Reproduce, character for character, the lines of the items from the one holding "Could you put a marker on each instance of the sky" through the one holding "point(241, 160)", including both of those lines.

▶ _Data for this exercise_
--------
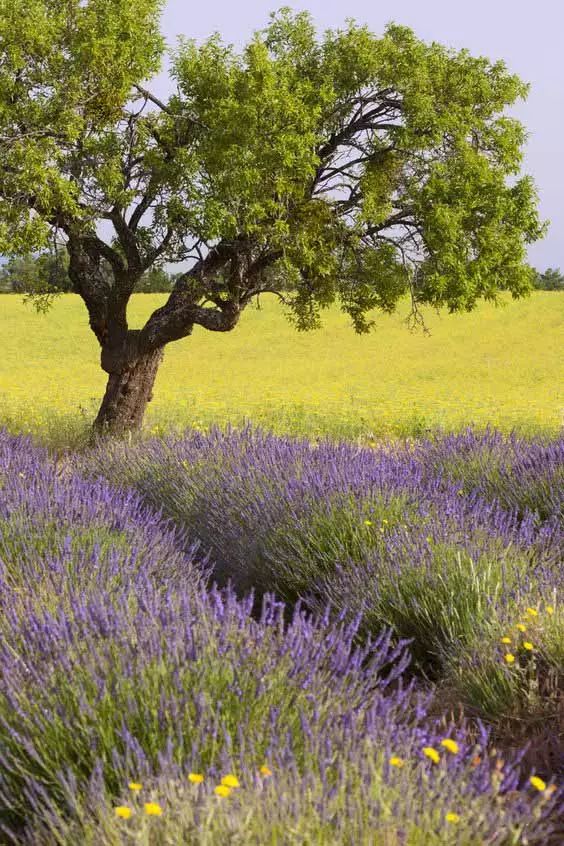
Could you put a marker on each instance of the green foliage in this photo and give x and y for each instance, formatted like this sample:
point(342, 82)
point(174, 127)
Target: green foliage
--------
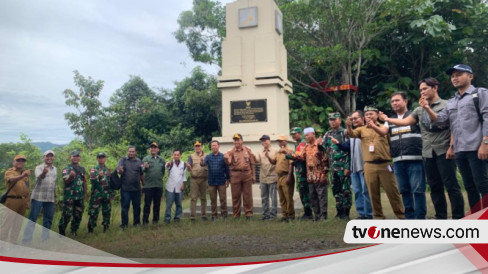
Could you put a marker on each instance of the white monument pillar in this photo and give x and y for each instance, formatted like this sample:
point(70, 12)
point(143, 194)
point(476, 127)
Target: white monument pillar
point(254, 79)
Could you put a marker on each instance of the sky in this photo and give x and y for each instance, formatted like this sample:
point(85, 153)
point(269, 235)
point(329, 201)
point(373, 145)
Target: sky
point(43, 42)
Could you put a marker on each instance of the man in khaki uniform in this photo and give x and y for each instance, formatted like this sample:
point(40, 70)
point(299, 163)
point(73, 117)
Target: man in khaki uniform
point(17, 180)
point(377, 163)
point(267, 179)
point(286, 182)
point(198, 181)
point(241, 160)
--------
▶ _Full output_
Could you put a marker on each instance of the sky in this photo and give x and y for each instance, formatted like this sample:
point(85, 153)
point(269, 235)
point(329, 201)
point(373, 145)
Target: sky
point(43, 42)
Could you put a marker on each instance of the man in khaki uniform in this photo and give x and y for each instance, formatted like this sample:
point(40, 70)
point(299, 163)
point(73, 117)
Target: man in khaki uniform
point(17, 180)
point(377, 163)
point(267, 179)
point(286, 182)
point(198, 181)
point(241, 160)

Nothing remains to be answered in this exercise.